**WHAT IS EXPECTED**: Gather every line in the rows below that contains the string "patio", matching case exactly.

(Rows from a collection)

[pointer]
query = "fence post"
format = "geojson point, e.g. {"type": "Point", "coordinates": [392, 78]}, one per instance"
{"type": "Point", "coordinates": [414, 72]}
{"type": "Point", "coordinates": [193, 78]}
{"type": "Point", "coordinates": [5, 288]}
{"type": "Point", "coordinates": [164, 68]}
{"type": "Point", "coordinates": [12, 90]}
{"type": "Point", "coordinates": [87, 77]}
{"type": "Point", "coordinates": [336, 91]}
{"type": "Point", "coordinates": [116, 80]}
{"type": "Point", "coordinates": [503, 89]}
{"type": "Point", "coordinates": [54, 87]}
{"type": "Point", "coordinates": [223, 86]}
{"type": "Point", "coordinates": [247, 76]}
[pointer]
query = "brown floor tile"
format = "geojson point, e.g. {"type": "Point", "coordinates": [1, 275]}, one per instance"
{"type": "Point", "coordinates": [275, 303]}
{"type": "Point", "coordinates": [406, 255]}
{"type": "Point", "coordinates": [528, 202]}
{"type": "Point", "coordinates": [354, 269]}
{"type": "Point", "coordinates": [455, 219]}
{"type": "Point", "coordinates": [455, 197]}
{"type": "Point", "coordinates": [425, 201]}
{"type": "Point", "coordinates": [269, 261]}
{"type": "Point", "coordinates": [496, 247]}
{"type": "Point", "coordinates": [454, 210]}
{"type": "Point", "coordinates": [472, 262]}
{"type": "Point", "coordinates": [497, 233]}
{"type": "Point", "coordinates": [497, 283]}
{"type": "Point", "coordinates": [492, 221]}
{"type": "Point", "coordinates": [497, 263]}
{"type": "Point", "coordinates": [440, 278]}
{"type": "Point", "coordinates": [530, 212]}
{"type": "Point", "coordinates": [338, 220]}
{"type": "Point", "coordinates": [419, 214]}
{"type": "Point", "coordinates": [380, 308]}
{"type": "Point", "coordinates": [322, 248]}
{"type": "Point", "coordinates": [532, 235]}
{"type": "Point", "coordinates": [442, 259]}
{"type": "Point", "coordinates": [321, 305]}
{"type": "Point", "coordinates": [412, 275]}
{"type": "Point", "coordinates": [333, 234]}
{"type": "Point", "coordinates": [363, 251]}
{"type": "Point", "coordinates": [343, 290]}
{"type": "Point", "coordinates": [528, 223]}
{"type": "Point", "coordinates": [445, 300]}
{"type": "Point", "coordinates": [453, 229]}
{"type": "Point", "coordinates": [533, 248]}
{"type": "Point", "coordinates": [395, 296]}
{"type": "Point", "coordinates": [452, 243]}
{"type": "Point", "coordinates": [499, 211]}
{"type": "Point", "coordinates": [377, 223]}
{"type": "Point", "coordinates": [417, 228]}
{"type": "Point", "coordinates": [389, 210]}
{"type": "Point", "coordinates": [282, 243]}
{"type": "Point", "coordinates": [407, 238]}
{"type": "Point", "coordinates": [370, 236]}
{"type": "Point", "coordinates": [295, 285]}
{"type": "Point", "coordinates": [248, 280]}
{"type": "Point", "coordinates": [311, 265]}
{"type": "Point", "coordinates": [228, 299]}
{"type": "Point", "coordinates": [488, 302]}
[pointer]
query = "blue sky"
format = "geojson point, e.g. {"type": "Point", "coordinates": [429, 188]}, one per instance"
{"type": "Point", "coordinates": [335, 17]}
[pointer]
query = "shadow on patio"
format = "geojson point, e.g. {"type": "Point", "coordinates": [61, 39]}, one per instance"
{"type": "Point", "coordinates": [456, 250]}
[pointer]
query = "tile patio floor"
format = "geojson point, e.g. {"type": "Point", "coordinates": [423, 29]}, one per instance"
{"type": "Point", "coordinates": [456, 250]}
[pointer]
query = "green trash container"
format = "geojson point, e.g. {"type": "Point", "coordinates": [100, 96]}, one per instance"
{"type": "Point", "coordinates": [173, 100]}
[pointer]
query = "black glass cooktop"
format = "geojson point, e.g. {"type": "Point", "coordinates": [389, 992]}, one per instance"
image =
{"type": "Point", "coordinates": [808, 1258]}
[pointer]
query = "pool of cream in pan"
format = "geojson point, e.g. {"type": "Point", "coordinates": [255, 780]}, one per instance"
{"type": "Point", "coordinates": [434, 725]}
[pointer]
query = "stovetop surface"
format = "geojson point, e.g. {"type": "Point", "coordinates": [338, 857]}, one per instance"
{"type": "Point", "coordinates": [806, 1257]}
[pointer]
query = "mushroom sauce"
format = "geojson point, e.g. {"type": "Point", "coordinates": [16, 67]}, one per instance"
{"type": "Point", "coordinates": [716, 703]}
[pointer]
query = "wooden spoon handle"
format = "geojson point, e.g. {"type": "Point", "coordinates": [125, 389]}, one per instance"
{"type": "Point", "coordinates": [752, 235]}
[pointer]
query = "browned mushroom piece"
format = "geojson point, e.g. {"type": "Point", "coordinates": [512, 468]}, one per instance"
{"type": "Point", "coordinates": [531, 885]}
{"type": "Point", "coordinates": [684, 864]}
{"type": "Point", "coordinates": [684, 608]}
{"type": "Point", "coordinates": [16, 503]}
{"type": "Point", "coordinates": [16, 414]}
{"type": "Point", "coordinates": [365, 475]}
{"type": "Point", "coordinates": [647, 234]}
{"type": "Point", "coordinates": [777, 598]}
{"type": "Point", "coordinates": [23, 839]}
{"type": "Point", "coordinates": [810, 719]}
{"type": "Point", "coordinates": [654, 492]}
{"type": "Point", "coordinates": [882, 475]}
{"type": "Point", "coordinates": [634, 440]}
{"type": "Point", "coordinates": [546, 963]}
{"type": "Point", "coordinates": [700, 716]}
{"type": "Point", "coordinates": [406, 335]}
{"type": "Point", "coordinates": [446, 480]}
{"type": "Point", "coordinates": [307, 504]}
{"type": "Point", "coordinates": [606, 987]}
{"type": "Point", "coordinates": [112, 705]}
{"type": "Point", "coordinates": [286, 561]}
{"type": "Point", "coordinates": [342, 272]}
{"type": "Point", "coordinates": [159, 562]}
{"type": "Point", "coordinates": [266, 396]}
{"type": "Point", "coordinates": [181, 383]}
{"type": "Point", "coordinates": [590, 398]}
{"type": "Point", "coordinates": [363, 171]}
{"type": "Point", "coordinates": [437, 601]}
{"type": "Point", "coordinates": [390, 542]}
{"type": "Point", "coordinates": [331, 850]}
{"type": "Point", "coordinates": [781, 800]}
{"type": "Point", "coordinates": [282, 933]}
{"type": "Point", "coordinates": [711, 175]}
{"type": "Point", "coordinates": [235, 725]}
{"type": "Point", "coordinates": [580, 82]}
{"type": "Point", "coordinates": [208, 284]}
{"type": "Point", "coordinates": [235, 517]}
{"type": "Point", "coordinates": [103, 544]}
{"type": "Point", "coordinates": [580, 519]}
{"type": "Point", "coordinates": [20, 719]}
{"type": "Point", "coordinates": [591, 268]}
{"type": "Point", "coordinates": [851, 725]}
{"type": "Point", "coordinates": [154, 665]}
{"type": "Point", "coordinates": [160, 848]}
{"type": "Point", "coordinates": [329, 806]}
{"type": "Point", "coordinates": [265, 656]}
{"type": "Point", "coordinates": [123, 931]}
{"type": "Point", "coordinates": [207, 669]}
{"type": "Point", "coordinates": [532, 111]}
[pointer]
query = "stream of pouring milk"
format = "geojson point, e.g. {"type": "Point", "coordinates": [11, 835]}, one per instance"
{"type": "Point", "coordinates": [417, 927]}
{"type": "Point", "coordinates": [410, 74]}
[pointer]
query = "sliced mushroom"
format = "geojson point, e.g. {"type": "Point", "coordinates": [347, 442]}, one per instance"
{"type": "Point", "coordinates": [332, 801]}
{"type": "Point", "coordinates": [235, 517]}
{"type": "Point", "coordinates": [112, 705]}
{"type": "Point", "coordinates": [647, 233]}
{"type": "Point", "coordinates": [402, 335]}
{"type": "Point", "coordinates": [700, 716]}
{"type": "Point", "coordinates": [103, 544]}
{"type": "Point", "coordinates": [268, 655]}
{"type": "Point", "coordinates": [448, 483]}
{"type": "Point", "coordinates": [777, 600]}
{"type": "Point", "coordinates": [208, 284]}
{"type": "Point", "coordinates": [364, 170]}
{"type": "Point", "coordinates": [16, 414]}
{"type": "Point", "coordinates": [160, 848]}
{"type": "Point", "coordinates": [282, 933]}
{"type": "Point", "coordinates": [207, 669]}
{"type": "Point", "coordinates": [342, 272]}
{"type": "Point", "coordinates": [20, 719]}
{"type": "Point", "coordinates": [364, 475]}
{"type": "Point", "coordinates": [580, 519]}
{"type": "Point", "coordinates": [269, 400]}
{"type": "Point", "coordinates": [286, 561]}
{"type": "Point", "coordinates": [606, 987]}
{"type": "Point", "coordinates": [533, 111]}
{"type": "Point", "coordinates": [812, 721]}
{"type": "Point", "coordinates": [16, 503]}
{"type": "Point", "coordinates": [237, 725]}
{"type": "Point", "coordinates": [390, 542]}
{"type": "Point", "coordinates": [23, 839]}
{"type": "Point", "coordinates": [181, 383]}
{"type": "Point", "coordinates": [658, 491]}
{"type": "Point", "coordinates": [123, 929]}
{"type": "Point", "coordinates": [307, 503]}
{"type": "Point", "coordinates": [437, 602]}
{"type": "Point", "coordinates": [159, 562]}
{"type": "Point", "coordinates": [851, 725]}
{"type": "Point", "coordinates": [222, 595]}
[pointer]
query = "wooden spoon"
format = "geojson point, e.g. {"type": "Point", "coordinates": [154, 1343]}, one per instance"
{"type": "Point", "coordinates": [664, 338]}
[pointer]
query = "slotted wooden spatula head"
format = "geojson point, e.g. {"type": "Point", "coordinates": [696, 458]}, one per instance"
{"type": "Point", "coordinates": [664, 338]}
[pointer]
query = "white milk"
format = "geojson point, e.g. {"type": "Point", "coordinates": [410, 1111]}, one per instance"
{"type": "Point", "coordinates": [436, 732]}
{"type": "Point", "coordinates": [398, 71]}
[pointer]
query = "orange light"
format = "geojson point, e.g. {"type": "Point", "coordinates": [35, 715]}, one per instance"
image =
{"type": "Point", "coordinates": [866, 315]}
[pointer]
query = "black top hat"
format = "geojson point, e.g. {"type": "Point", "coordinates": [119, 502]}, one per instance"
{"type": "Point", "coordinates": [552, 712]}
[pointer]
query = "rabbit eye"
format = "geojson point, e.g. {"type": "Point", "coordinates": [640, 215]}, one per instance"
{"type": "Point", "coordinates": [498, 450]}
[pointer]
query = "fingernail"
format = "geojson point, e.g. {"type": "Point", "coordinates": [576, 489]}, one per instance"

**EXPECTED OUTPUT**:
query = "shadow on patio"
query = "tile patio floor"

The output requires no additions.